§ Using the information:
1. In the passage on acceptance, condense the paragraph beginning "First, I fainted at the start" into a short list that keeps its main facts.
2. Write a continuation of the passage on acceptance, starting after its last sentence.
*** Source passage ***
So, we have two very different working theories on love!


Testing My Ability to Accept


The moment I declared acceptance as my focus, the universe obviously cackled and decided to have a field day testing me.


For context, I’m a huge perfectionist. When it comes to travel, I micromanage every detail very quickly to anticipate potential disasters and prevent them from happening. But this month, everything went wrong anyway.


First, I fainted at the start of a major travel day. No warning, no explanation – just BAM, my body deciding, “Not today, bitch.” A few days later, four different airlines tag-teamed to ensure I missed my flight back to NYC, costing me a lot of precious sleep (when I was already unwell) and making me miss a doctor’s appointment that couldn’t be rescheduled. Then I landed in NYC, where chaos is the default, and immediately got hit with unreliable people, a housing situation falling through, health issues, and time functioning as its own lawless entity.


And I did a truly horrible job at accepting any of it.


I fully lost my mind at the airport when they botched my final flight home. I’ve spent weeks trying to fix everything that’s gone wrong, working overtime to outmaneuver disaster, only to find myself completely defeated when something derails beyond my control.


So, while I chose acceptance, the universe was busy seeing just how much I could actually accept. And honestly, I’m failing. Part of that failure is because I cling to control. But the other part is something deeper.
*** Information supplied ***
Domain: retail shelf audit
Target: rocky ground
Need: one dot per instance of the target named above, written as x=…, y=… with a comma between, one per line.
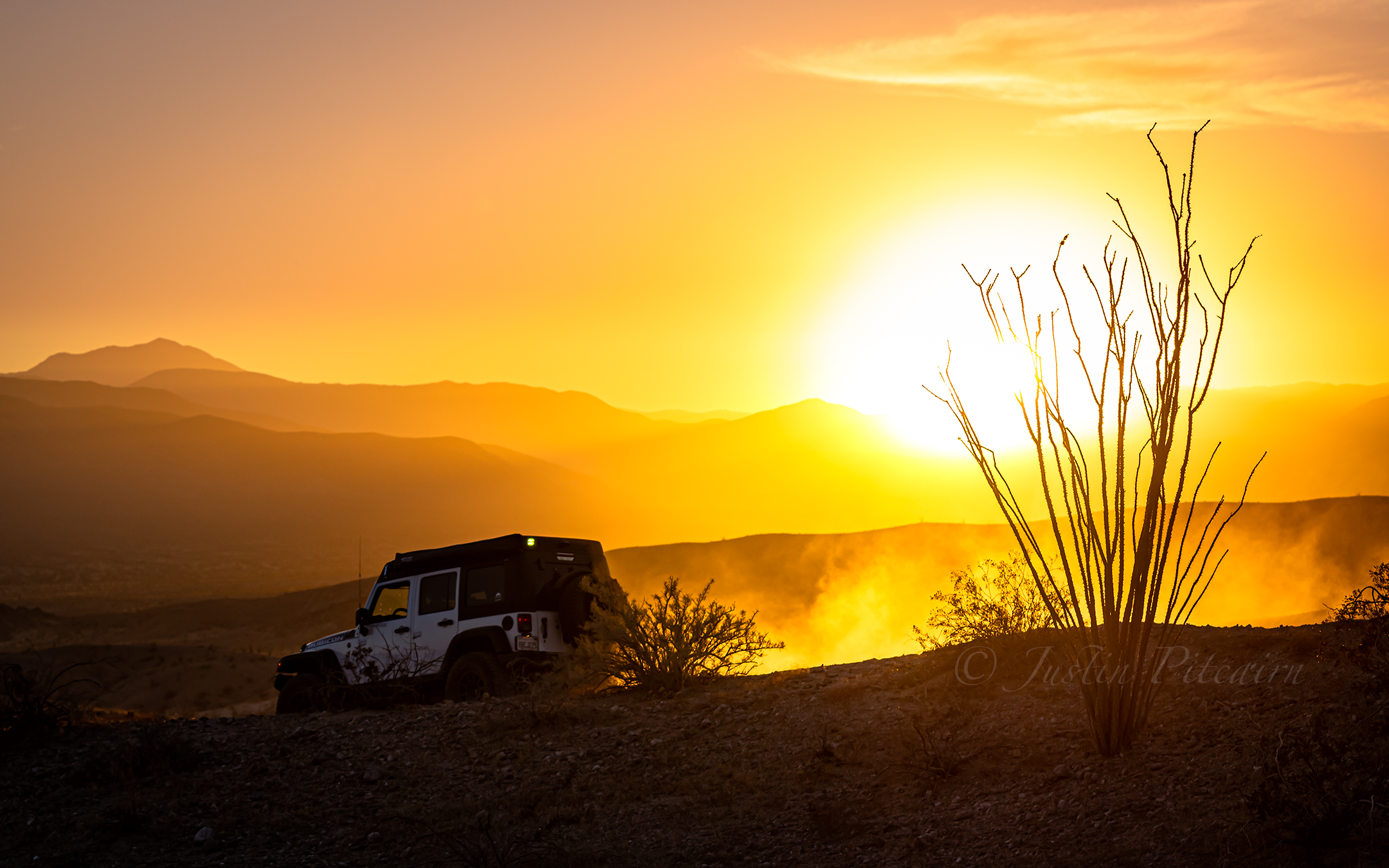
x=877, y=763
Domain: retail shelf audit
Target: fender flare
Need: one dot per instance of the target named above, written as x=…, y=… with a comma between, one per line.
x=310, y=663
x=477, y=639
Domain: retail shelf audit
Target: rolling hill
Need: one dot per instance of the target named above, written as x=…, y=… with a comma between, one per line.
x=131, y=506
x=831, y=597
x=123, y=366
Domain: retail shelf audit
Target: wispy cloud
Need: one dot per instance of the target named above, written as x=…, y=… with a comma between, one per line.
x=1249, y=62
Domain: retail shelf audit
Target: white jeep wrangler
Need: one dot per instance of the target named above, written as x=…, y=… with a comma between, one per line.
x=452, y=622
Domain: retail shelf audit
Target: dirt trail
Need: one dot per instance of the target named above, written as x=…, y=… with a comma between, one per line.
x=813, y=767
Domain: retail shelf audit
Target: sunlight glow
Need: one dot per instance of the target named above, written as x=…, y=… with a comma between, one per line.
x=910, y=306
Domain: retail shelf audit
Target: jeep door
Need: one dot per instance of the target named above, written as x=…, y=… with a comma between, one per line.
x=386, y=652
x=437, y=617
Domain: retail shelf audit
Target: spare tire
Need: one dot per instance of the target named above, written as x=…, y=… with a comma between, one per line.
x=576, y=608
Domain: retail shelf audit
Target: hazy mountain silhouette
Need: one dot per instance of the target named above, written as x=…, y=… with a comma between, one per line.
x=85, y=393
x=851, y=596
x=1323, y=440
x=687, y=415
x=123, y=366
x=834, y=596
x=813, y=466
x=128, y=505
x=536, y=421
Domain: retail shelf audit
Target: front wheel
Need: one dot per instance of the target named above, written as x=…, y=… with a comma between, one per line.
x=302, y=693
x=473, y=675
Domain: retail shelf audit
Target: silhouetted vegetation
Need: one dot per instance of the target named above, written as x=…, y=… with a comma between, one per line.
x=673, y=639
x=996, y=601
x=39, y=700
x=1130, y=567
x=1323, y=779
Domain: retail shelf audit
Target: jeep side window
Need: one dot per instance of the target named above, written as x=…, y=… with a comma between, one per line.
x=438, y=593
x=485, y=585
x=392, y=602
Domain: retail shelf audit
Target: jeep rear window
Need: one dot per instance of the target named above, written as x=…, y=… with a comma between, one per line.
x=392, y=602
x=485, y=585
x=438, y=593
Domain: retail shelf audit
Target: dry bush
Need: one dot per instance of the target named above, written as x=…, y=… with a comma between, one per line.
x=670, y=640
x=41, y=700
x=1323, y=779
x=146, y=753
x=996, y=601
x=1114, y=462
x=943, y=734
x=1363, y=622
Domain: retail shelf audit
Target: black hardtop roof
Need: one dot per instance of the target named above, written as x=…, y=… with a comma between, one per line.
x=484, y=548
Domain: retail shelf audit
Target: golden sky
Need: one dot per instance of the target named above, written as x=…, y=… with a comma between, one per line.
x=704, y=206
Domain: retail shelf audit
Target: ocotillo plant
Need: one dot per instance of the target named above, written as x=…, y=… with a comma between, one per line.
x=1131, y=559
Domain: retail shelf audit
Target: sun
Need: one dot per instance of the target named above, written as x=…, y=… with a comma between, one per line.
x=909, y=307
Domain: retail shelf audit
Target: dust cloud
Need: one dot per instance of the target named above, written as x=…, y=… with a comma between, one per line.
x=855, y=596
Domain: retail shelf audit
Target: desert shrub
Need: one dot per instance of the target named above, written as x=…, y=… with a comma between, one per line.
x=943, y=734
x=39, y=700
x=991, y=602
x=148, y=753
x=669, y=640
x=1323, y=778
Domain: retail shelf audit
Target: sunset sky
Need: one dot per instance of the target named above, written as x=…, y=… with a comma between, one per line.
x=699, y=206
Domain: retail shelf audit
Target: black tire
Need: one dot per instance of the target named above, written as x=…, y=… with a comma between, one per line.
x=475, y=674
x=576, y=609
x=302, y=695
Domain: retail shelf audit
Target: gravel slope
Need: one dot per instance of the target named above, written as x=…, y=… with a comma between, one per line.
x=812, y=767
***
§ Responses for each task:
1.
- The writer fainted without warning at the start of a major travel day.
- A few days later, four airlines together caused the writer to miss the flight back to NYC, which cost much-needed sleep during illness and meant missing a doctor's appointment that could not be rescheduled.
- After landing in NYC, the writer faced unreliable people, a housing arrangement that fell through, health issues, and time that seemed to follow no rules.

2.
The Tricky Balance Between Acceptance and Complacency


Acceptance is complicated. On one hand, surrender is necessary. We can’t control everything. We can’t change people. And I believe real love (if it even exists) demands total acceptance - because if you’re trying to mold someone into something else, or even wishing they acted differently, you don’t love them. You love the idea of them.


And if someone is trying to fundamentally change you, that’s not love. That’s control. That’s why I’ve historically cut certain people out of my life - because their version of "love" came with conditions and expectations. If someone only values you when you fit their script, they don’t love you. They love compliance.


But here’s where it gets murky: while acceptance requires surrender, I’ve spent the past year raging against the rampant complacency in the world.


I think people “accept” too easily. They sit back when action is needed. They convince themselves that nothing can change, so they never even try. The world doesn’t get better because too many people have resigned themselves to the idea that they can’t change it.


And I see it constantly - especially in the way my friends let their jobs and "the system" run them into the ground. How they work unpaid overtime, accept unreasonable workloads, or let toxic bosses belittle them because that’s just the way things are. I’ve watched brilliant, talented people be steamrolled by corporations that treat them as disposable, and instead of fighting back, they adapt to the abuse. They make excuses for it. They tell themselves they’re “lucky to have a job,” when in reality, the system has beaten them down so badly they’ve forgotten their worth.


And it’s not just the jobs themselves; it’s the way we let corporations dictate the quality of our lives. The way we sigh and accept skyrocketing rent, impossible healthcare costs, and jobs that demand every ounce of our energy while paying just enough to keep us alive but never enough to actually live.


I f*cking hate it.


I hate how easy it is for people - good, smart people - to fall into the trap of accepting things that should be challenged. I hate that companies bank on our exhaustion, knowing we’re too burned out to fight back. I hate that we tell ourselves we’re powerless when we’re not.


But I also get it. People are running on fumes. They’re just trying to make it through the day. And when you’re barely holding it together, fighting back isn’t exactly high on your agenda.


But is this kind of passive surrender really wisdom, or is it just laziness disguised as survival?


And that’s what I can’t figure out.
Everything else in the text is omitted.